**WHAT YOU HAVE TO DO**
A word-for-word copy of the listing that follows is required.

[[ RECORDS FOR THE TASK, beginning ]]

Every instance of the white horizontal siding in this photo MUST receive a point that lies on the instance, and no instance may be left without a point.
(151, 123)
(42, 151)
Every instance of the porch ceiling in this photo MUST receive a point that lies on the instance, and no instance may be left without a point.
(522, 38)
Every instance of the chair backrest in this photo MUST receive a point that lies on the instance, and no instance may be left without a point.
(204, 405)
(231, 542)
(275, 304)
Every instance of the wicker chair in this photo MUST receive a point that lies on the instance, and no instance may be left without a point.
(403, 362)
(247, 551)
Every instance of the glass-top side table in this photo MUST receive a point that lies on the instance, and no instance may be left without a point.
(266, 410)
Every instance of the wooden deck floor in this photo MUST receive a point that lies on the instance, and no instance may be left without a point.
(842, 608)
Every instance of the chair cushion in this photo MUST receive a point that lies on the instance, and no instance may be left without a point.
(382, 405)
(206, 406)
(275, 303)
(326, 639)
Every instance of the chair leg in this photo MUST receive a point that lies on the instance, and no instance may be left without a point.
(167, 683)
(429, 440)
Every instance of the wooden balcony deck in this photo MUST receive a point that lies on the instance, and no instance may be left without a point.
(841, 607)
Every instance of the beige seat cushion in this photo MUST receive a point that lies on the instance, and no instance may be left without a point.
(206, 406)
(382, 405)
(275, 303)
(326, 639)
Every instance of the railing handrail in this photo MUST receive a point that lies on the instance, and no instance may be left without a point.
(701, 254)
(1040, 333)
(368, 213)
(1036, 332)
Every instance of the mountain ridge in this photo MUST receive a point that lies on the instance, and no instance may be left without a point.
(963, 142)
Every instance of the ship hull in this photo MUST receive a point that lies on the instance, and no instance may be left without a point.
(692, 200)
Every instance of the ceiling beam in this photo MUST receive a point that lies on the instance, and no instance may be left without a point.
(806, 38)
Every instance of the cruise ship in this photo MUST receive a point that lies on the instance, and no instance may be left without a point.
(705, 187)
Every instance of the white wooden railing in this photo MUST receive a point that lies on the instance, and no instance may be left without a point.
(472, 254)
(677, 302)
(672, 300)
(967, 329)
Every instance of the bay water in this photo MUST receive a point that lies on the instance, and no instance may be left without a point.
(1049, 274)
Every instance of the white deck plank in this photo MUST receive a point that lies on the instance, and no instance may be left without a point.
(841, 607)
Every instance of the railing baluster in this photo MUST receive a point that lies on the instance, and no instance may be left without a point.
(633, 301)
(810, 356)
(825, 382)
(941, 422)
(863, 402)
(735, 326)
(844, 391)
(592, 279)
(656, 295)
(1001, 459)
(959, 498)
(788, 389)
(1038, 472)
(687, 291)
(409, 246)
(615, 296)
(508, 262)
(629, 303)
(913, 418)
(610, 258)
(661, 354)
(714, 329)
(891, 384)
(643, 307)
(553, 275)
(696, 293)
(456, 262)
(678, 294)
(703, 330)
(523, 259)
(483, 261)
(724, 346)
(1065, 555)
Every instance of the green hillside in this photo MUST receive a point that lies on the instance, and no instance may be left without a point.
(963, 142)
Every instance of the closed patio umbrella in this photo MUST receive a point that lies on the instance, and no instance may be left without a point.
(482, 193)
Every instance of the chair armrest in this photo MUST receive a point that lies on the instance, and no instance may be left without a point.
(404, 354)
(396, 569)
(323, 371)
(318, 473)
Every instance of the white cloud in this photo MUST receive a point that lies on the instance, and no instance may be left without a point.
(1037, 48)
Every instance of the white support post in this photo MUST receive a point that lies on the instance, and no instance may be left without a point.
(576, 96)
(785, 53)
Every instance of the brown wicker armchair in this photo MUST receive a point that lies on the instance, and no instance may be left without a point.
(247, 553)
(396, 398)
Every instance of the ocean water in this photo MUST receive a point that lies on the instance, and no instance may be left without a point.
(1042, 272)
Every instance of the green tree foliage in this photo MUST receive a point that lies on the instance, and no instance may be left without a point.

[[ RECORDS FOR THE TASK, end ]]

**SOLUTION FOR THIS PROBLEM**
Every instance of the white horizontal siding in this photo MUST receive a point that lies on the instance, and no instance may be left without a point.
(151, 123)
(42, 151)
Every instance of the porch ceiling in this photo MUST receive a point that lies on the instance, and no instance may be left without a point.
(522, 38)
Every instance of the chair backrest in this photo MUST receive a point that lies on the instance, and no instance may be left without a point.
(204, 405)
(231, 542)
(275, 304)
Every instance of the wicker chair in this photo MUST receive a point that lies on the instance, and no instance may be left without a point.
(403, 362)
(247, 551)
Every instance of the glass-top side table in this photo MUST receive a point that lies on the instance, and no instance may be left without a point.
(266, 410)
Every instance of the wooden deck floor in this photo MUST receive a point that lies on the instance, and no instance may be left without a point.
(842, 608)
Every instance of the chair cushion in this photo MUST receive a point that lies on the instance, and no instance may be left without a point.
(382, 405)
(206, 406)
(275, 303)
(326, 639)
Every instance of the chair leg in this photo MUST receive a point that lies on the instance, and no instance may be left without a point.
(167, 683)
(429, 440)
Every instance of the wooden balcony deck in this photo MUST receive a point that lies on the instance, and no instance may be left without a point.
(841, 607)
Every instance of the beige seat cushion in this photo MUST receive a point that lies on the instance, and no instance may be left without a point.
(206, 406)
(382, 405)
(275, 303)
(326, 639)
Every instance of the railing handrail in this photo MUST receive a point that lies on the instance, and no instance may be left without a point.
(701, 254)
(1040, 333)
(368, 213)
(1036, 332)
Every instance of the mountain ridge in this photo MUST receive a point that lies on the instance, and no instance may be left without a point.
(963, 142)
Every instance of the ship hull in this photo MUST receive a point that lies on the instance, and no instance may be left without a point.
(692, 200)
Every instance of the ceiling beam in this photo MUST receive a point that lies on the instance, and no instance may be left without a point.
(806, 38)
Every instance of the cruise ship in this photo MUST receive a point that lies on the instance, and no instance may be left without a point.
(705, 187)
Every instance of the white wooden railing in this photo MUST receive a point that lies on the instance, and no instance may be left without a point.
(472, 254)
(677, 302)
(672, 300)
(967, 329)
Every instance of the bay water in this photo MUST receive a point that lies on the instance, and no instance may be left without a point.
(1049, 274)
Every instance of the white deck plank in this photo MUST receive a point that lies on the instance, and no instance may be left without a point.
(841, 607)
Every instance of the railing baluster in this photo MUST receive a point that lies on the instance, and no instance may be left without a point.
(633, 301)
(810, 356)
(825, 382)
(941, 422)
(863, 402)
(735, 326)
(844, 391)
(592, 279)
(656, 295)
(1001, 459)
(959, 498)
(788, 389)
(1038, 472)
(687, 291)
(409, 246)
(615, 296)
(508, 262)
(629, 303)
(913, 418)
(610, 258)
(661, 354)
(714, 329)
(891, 384)
(643, 307)
(553, 275)
(696, 293)
(456, 262)
(678, 294)
(703, 330)
(523, 259)
(483, 261)
(724, 346)
(1065, 555)
Every instance of the green hillside in this photo MUST receive a point that lies on the instance, and no instance may be left without a point.
(963, 142)
Every instance of the closed patio umbrella in this photo MUST receive a point that lies on the instance, and no instance may be left without a point.
(482, 193)
Every instance of the chair armrest in this photo MUST receive a point that lies on the instance, and no instance may be left without a point.
(404, 354)
(396, 569)
(323, 371)
(318, 473)
Every instance of the white cloud in this photo MUST receive a point that lies on the instance, and no instance may be left without a point.
(1037, 48)
Every instance of the white support post in this photo MUST receive a point that lies on the instance, and no instance may be left without a point.
(576, 96)
(785, 53)
Every instance of the brown wicker armchair in this photo MUST receive a point that lies on the instance, and no instance may be left without a point.
(247, 553)
(396, 398)
Every instance of the ocean water in this photo MUST receive a point that lies on the instance, and no instance may be left without a point.
(1042, 272)
Every instance of the green tree foliage in this photo MUST receive a point that lies on the instance, and no instance may be left without a point.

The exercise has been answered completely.